=== Excerpted text ===
* START *

Trump’s escalating threats against Iran, including his latest call for Iran's “unconditional surrender" and the possibility of killing its supreme leader, have strongly suggested that the United States may be headed into another Middle East war. 

On Tuesday, Trump held an emergency meeting with his national security team to discuss whether the US should join Israel to strike Iranian nuclear sites,—specifically by using bunker-busting weapons that only the US can deliver, as reported by US media.

During the meeting, which lasted nearly 90 minutes, Trump and his advisers were reported to have discussed the possibility of using 30,000-pound “Massive Ordnance Penetrator” guided bombs to destroy Iran’s nuclear plant at Fordo, which is entombed below several hundred feet of concrete in a mountain.

However, US media reported that the president's advisers are still divided on the move, which experts say would "completely change" the conflict.

US and Israeli media said Trump followed the meeting with a call to the Israeli Prime Minister Benjamin Netanyahu, but it is not known what was discussed. 

In recent days, at least 30 US military tanker aircraft—used for refueling fighter jets and bombers—have been deployed to Europe, amid Washington's repositioning of aircraft and warships into and around the Middle East to protect Israel from Iranian attacks. 

Iran, meanwhile, warned that an American intervention in the ongoing Israeli strikes targeting its country would spark “an all-out war.”

“I think any American intervention would be a recipe for an all-out war in the region with very, very bad consequences for the whole international community,” Iranian Foreign Ministry spokesperson Esmail Baghaei Kani told Al Jazeera English on Wednesday.

War powers debate
 

As the White House weighs military action, a political debate is unfolding in Congress over the limits of presidential war powers.

* END *

=== Provided data ===
* START *

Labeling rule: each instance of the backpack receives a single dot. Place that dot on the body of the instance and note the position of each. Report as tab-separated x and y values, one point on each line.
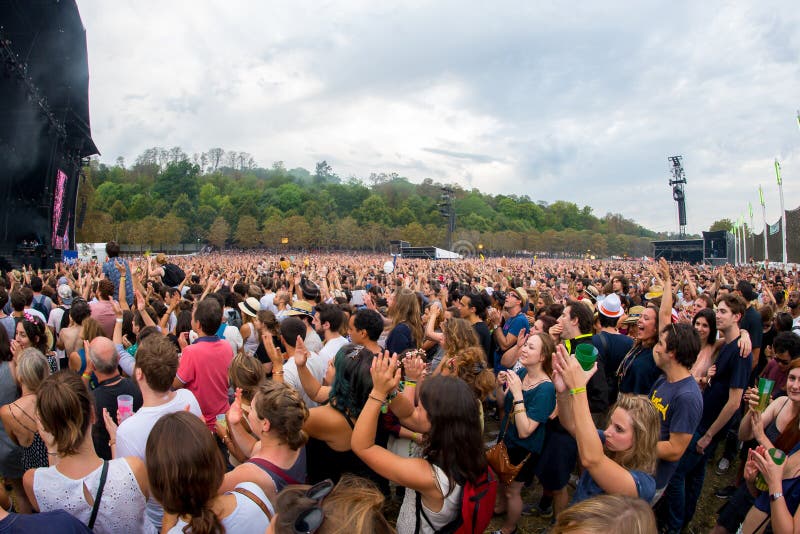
39	305
476	511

* END *

=== Work to complete ===
a) Shorten the paragraph in the excerpt on US–Iran tensions that begins "During the meeting, which lasted," keeping its main facts.
b) From the excerpt on US–Iran tensions, copy the passage from "Trump’s escalating threats" up to and including "in a mountain.".
The lines have no connection to the excerpt on US–Iran tensions.

=== Written responses ===
a) In a meeting of nearly 90 minutes, Trump and his advisers reportedly discussed using 30,000-pound "Massive Ordnance Penetrator" guided bombs to destroy Iran's Fordo nuclear plant, which lies under several hundred feet of concrete in a mountain.

b)
Trump’s escalating threats against Iran, including his latest call for Iran's “unconditional surrender" and the possibility of killing its supreme leader, have strongly suggested that the United States may be headed into another Middle East war. 

On Tuesday, Trump held an emergency meeting with his national security team to discuss whether the US should join Israel to strike Iranian nuclear sites,—specifically by using bunker-busting weapons that only the US can deliver, as reported by US media.

During the meeting, which lasted nearly 90 minutes, Trump and his advisers were reported to have discussed the possibility of using 30,000-pound “Massive Ordnance Penetrator” guided bombs to destroy Iran’s nuclear plant at Fordo, which is entombed below several hundred feet of concrete in a mountain.